Recluidos en altura
Atrapados en un campo de altura, todos los días son iguales, pero hay un objetivo, la cima, cuando amaine la
tormenta
Los montañeros se enfrentan no pocas veces a situaciones comparables a encierros, reclusiones en los campamentos base o en campos de altura por el mal tiempo. Atrapados varios días a 5.000 o 7.000 metros dentro de una tienda, saliendo sólo para sacar la nieve que se acumula y para atender sus necesidades fisiológicas, aprenden a resignarse, a ser pacientes. Tres alpinistas, Araceli Segarra, Marc Toralles y Ferran Latorre, reflexionan sobre los paralelismos entre el confinamiento voluntario en la montaña y el impuesto en casa por la Covid-19.
“En el Everest o en el Nanga Parbat, en cualquier ochomil, cuando ya estás aclimatado y preparado para el ataque a la cima todos los días son iguales, esperas una, dos semanas, a que se den las condiciones, y acusas la incertidumbre. Ahora pasa un poco lo mismo, no sabes cuándo podrás salir a la calle, y también tienes la sensación de estar en una prisión”, contesta Latorre por teléfono desde Sant Julià de Vilatorta. Pero, además de coincidencias, hay grandes diferencias entre ambos escenarios. En el Himalaya se persigue un objetivo, coronar una montaña, que de conseguirlo te dará una gran satisfacción, una dosis de felicidad. En Sant Julià, como en Milán o Nueva York, “no hay una sensación de día D, de día de cumbre, lo que si tienes es una gran preocupación por cómo acaba todo, cómo afecta a nuestros padres, cómo lo superará el mundo y cómo saldremos económicamente de esta crisis”, añade Latorre, cuyo trabajo como guía de montaña y conferenciante se ha visto abruptamente paralizado, igual que les ha sucedido a sus compañeros.

Qué harás
1. Enumera las preocupaciones que, según el texto sobre los montañeros recluidos, Ferran Latorre tiene durante el confinamiento en casa.
2. Responde a estas preguntas sobre el texto de los montañeros recluidos:
(a) ¿A qué altitudes pueden quedar atrapados los montañeros dentro de una tienda?
(b) ¿Desde qué lugar contesta Latorre por teléfono?
(c) ¿Cuánto tiempo se espera en un ochomil a que se den las condiciones para el ataque a la cima?
3. Prosigue el texto sobre los montañeros recluidos a partir de su última oración.

[Registros extraídos de un conjunto de datos]
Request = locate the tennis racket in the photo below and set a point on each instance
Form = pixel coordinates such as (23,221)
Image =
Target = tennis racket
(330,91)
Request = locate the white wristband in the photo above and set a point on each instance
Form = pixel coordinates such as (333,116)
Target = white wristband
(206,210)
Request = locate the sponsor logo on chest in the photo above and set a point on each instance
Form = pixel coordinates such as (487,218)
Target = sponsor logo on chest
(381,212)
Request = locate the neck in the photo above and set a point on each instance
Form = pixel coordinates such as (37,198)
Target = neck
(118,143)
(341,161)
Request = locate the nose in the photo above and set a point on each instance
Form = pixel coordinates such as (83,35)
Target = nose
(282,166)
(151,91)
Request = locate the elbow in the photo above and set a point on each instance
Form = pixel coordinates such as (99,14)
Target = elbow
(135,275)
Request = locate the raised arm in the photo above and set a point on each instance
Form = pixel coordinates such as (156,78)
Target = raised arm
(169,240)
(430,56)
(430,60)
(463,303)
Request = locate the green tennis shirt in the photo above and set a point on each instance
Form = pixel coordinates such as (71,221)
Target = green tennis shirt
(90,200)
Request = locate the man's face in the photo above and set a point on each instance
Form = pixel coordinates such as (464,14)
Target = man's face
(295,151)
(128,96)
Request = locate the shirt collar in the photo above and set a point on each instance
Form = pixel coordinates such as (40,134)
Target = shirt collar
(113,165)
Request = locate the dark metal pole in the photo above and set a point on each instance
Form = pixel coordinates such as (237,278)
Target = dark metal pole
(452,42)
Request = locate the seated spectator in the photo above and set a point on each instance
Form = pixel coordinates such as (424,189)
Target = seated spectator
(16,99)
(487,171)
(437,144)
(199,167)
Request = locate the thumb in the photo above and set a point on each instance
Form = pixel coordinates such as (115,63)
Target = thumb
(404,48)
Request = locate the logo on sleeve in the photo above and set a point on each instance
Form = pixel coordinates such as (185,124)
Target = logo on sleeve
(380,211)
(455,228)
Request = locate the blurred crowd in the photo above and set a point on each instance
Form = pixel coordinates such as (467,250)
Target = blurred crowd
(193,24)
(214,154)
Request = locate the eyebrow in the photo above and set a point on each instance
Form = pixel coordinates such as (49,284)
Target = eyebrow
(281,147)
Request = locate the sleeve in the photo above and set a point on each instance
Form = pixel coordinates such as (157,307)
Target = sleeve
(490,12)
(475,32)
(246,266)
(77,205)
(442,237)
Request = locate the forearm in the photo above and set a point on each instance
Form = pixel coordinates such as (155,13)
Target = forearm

Respuestas por tarea
1.
- Cómo acaba todo.
- Cómo afecta a nuestros padres.
- Cómo lo superará el mundo.
- Cómo saldremos económicamente de esta crisis.

2.
(a) A 5.000 o 7.000 metros.
(b) Desde Sant Julià de Vilatorta.
(c) Una o dos semanas.

3.
Haberse enfrentado durante una semana y media a una continua nevada, en el campo base del Manaslu, en Nepal, yendo del saco de dormir a la tienda-comedor, mina la moral pero curte. Latorre recuerda otras experiencias que inevitablemente le han llevado a preguntarse: “¿Pero qué hago aquí?”. “En 1995, con el malogrado Manuel de la Matta –relata–, subimos para aclimatar hasta el collado norte del Everest, por la vertiente tibetana, a 7.000 metros. Estuvimos cuatro días dentro de la tienda, minúscula, apretujados, con poca comida, sólo salíamos con la pala para sacar la nieve”.
Sus 33 expediciones al Himalaya dan para muchas historias, igual que las 20 de Araceli Segarra, que prefiere ver el vaso medio lleno ante la situación que vivimos. “Soy positiva. Si me preguntas dónde estoy mejor, sin duda responderé que aquí, y no sólo por las comodidades. Mi mente me lleva a pensar en los refugiados de Grecia. Nosotros tenemos hospitales, alimentos y techo; abro la ventana y veo las montañas, además aprovecho para hacer cosas diferentes”, comenta desde su casa en la Cerdanya.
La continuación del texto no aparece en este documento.